[DATA PROVIDED start]

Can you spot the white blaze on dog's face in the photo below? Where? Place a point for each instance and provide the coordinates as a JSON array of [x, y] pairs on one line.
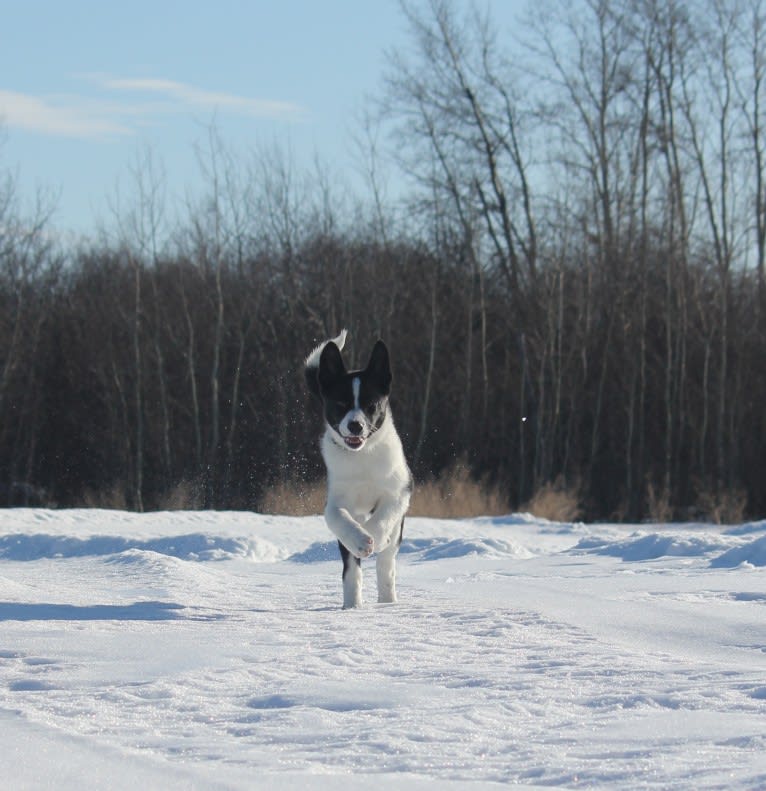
[[355, 402]]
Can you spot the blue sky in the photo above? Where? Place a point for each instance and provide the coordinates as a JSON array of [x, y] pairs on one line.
[[86, 86]]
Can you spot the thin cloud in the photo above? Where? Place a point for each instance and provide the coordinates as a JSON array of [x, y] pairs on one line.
[[189, 95], [109, 114], [55, 117]]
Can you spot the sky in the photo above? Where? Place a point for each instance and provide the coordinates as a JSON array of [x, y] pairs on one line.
[[87, 88]]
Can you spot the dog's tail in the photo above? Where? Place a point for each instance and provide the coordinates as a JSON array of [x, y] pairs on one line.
[[311, 366]]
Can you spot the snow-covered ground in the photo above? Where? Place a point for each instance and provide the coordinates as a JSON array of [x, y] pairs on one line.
[[209, 650]]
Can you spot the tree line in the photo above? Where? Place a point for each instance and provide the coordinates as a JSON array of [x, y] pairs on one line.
[[572, 287]]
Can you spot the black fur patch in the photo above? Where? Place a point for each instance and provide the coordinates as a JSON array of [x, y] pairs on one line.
[[348, 558]]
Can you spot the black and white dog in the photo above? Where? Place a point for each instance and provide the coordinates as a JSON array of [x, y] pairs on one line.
[[368, 481]]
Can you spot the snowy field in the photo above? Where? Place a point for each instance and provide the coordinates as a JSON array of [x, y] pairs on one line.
[[209, 651]]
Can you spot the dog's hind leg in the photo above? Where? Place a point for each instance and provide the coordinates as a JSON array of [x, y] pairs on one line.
[[386, 569], [352, 579]]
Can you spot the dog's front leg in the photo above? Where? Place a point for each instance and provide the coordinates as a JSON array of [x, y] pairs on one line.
[[349, 532], [385, 521]]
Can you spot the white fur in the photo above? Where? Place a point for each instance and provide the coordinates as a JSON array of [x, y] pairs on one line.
[[368, 493]]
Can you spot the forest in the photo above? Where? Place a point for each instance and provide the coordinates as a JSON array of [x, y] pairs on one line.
[[571, 285]]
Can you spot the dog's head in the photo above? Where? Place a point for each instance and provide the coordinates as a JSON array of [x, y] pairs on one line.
[[355, 402]]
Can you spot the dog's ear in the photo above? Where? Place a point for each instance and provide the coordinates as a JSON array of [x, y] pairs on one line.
[[379, 368], [331, 365]]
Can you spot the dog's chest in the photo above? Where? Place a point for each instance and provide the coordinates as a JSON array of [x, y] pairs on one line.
[[360, 480]]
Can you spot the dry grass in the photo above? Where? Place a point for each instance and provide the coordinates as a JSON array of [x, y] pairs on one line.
[[455, 494], [555, 501], [726, 507], [659, 509], [294, 498]]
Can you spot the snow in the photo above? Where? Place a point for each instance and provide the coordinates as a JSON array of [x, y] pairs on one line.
[[209, 650]]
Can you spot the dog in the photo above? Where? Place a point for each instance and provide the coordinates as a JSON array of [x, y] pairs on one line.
[[368, 481]]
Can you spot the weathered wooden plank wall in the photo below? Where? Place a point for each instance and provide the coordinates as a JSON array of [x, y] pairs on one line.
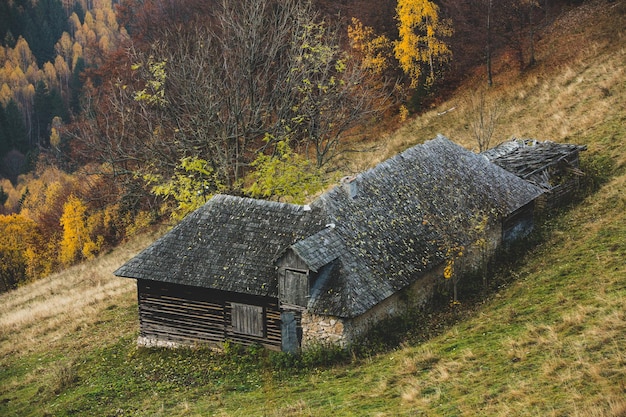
[[189, 315]]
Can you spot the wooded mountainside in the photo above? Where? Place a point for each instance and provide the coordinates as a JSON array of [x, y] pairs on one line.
[[109, 121]]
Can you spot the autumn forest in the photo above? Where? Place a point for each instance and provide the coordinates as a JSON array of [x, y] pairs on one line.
[[118, 114]]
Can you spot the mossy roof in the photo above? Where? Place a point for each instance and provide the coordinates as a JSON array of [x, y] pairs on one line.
[[386, 233]]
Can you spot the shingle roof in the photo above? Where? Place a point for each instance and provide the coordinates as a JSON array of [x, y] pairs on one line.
[[406, 210], [529, 158], [227, 244], [381, 239]]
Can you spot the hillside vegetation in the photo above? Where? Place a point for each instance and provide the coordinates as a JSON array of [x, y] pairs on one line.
[[551, 341]]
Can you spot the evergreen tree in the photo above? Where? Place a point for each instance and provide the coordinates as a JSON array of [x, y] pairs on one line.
[[15, 129], [4, 139], [76, 85]]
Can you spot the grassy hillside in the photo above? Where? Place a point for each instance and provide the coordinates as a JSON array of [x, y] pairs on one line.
[[550, 342]]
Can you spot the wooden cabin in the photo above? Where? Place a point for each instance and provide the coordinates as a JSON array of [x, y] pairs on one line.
[[289, 276]]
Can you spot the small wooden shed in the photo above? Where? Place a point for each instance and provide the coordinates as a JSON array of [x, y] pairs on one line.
[[287, 276]]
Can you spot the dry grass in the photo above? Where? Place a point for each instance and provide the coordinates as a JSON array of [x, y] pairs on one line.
[[46, 311], [548, 102], [551, 344]]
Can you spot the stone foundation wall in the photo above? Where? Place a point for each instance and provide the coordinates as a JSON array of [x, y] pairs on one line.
[[317, 329]]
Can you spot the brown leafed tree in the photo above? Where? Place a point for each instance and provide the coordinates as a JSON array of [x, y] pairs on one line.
[[216, 88]]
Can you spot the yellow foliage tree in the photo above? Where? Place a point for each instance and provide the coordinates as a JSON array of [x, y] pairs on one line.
[[18, 240], [76, 241], [420, 30], [373, 50]]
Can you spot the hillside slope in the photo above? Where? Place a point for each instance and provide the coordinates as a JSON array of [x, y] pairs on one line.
[[551, 343]]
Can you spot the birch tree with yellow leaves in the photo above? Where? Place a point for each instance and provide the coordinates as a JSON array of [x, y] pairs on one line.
[[420, 44]]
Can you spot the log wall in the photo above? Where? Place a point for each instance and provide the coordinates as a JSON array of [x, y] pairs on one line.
[[171, 314]]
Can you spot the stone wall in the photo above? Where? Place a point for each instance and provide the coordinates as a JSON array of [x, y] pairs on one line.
[[326, 330]]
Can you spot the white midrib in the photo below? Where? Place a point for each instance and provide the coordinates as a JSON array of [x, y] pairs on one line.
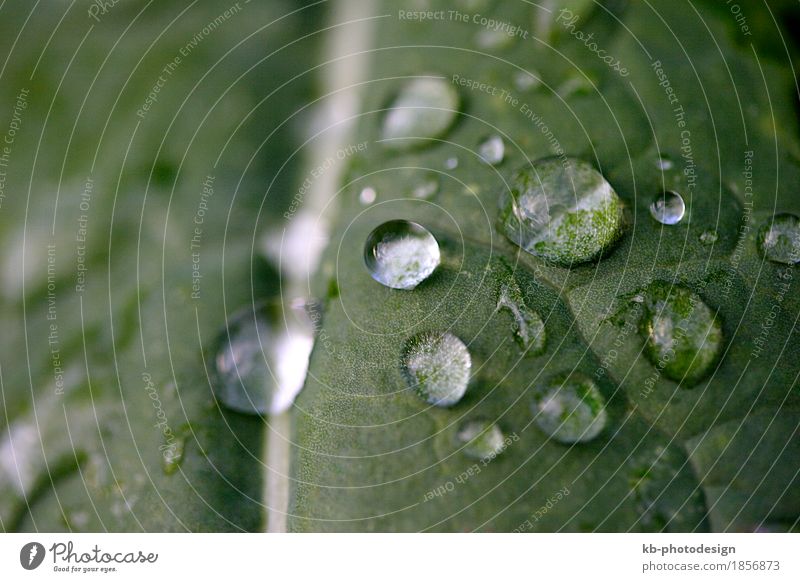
[[346, 45]]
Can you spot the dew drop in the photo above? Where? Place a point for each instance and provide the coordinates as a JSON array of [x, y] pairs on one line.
[[492, 150], [570, 409], [437, 366], [528, 327], [401, 254], [262, 359], [367, 196], [683, 336], [424, 109], [481, 439], [709, 237], [668, 208], [779, 239], [565, 212]]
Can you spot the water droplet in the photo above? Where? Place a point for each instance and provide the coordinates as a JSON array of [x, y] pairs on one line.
[[526, 80], [481, 439], [570, 409], [563, 211], [437, 366], [173, 450], [427, 188], [424, 109], [492, 150], [779, 239], [683, 336], [668, 208], [401, 254], [529, 329], [262, 359], [709, 237], [367, 196], [494, 39]]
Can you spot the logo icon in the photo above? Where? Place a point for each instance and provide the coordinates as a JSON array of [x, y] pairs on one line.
[[31, 555]]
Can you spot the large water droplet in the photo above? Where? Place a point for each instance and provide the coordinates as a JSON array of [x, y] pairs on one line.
[[424, 109], [668, 208], [437, 366], [262, 359], [481, 439], [401, 254], [492, 150], [779, 239], [561, 210], [529, 329], [683, 336], [570, 409]]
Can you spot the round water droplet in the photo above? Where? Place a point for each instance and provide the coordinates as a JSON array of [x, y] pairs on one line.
[[492, 150], [779, 239], [424, 109], [668, 208], [481, 439], [367, 196], [437, 366], [401, 254], [683, 336], [526, 80], [262, 358], [427, 188], [709, 237], [563, 211], [570, 409]]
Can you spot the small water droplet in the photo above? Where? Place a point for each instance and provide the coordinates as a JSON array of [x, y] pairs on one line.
[[437, 366], [367, 196], [526, 80], [492, 150], [668, 208], [570, 409], [481, 439], [424, 109], [427, 188], [779, 239], [529, 329], [401, 254], [565, 212], [683, 336], [262, 359], [709, 237], [173, 451]]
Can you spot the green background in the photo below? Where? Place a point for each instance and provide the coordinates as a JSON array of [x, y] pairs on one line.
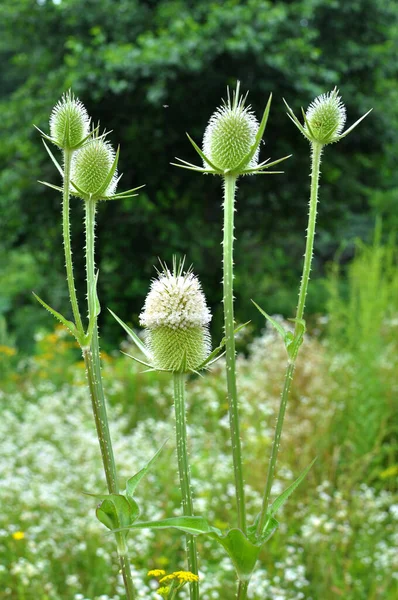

[DATA PROVIDED end]

EXERCISE AIM: Report each line of the entries above that contains the string "forest", copying every such line in full. Treat uppercase and lowercase letters as different.

SOLUTION:
Can you spot the forest in the photo above? Where? Place a point for each instance and provide the coordinates as a JSON array of [x, y] pairs on one line.
Can you spot the autumn forest in the photo above? Where? Place a point for each instance and provide the coordinates as a JSON array of [x, y] pairs on one line.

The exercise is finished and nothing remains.